Set out exactly, and with nothing added, the line containing "Exercise. Pick out the basketball" and every line after it through the final line of the data.

(Natural language region descriptions)
-- Opening Marker --

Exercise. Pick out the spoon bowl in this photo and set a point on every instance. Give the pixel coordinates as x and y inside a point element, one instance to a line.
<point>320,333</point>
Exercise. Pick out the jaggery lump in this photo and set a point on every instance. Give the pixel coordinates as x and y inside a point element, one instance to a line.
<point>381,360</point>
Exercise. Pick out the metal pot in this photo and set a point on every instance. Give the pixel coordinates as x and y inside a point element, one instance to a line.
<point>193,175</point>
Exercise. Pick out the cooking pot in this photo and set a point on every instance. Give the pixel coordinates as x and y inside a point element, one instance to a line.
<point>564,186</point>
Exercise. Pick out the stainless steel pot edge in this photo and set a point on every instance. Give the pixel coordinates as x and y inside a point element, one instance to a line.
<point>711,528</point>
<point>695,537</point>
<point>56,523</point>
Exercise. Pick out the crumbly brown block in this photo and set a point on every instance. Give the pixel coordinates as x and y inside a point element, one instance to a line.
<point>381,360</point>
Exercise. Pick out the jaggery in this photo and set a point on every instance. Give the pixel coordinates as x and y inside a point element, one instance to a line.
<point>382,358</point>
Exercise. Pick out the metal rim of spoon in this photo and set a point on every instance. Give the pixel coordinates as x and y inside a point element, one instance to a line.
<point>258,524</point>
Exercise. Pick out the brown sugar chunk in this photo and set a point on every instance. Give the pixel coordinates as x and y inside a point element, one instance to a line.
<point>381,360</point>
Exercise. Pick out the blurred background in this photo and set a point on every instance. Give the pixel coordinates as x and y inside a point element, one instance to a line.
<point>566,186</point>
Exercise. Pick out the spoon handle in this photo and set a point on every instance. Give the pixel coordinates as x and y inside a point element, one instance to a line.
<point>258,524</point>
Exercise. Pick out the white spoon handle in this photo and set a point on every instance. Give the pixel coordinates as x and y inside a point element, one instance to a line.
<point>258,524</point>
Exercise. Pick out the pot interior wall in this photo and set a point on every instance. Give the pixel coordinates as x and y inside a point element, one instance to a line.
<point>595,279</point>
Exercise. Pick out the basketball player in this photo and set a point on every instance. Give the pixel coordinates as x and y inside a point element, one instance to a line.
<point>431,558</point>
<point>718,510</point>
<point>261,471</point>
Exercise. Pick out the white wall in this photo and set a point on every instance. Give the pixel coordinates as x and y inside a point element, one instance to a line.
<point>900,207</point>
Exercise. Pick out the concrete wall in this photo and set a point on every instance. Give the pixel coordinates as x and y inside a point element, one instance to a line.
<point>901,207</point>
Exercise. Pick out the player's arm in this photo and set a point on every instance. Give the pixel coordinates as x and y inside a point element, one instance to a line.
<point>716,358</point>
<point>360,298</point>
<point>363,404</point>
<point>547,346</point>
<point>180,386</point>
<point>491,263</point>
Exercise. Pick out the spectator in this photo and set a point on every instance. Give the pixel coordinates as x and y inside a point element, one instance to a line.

-- Closing Marker --

▶ _Answer section_:
Exercise. Pick out the basketball player in this photo and set a point on every instance. Give the pixel coordinates as x and y inside a point element, one instance to a line.
<point>431,558</point>
<point>718,510</point>
<point>261,471</point>
Exercise. Pick out the white wall in this photo and set a point on every instance. Give the pixel coordinates as x and y inside a point element, one instance to a line.
<point>900,207</point>
Exercise. Pick out the concrete wall in this photo and set a point on every instance. Give the pixel coordinates as x and y inside a point element, one instance to a line.
<point>901,207</point>
Exercise. Pick out the player's arm in this photo and set a point on every instance. Give the pixel coordinates as x and y inside a point element, one instance to a line.
<point>716,358</point>
<point>360,298</point>
<point>363,404</point>
<point>547,346</point>
<point>180,386</point>
<point>491,263</point>
Exercise. Pick out the spectator in this photo and set a point on every instance. Give the pixel coordinates as x and y inside a point element, one instance to a line.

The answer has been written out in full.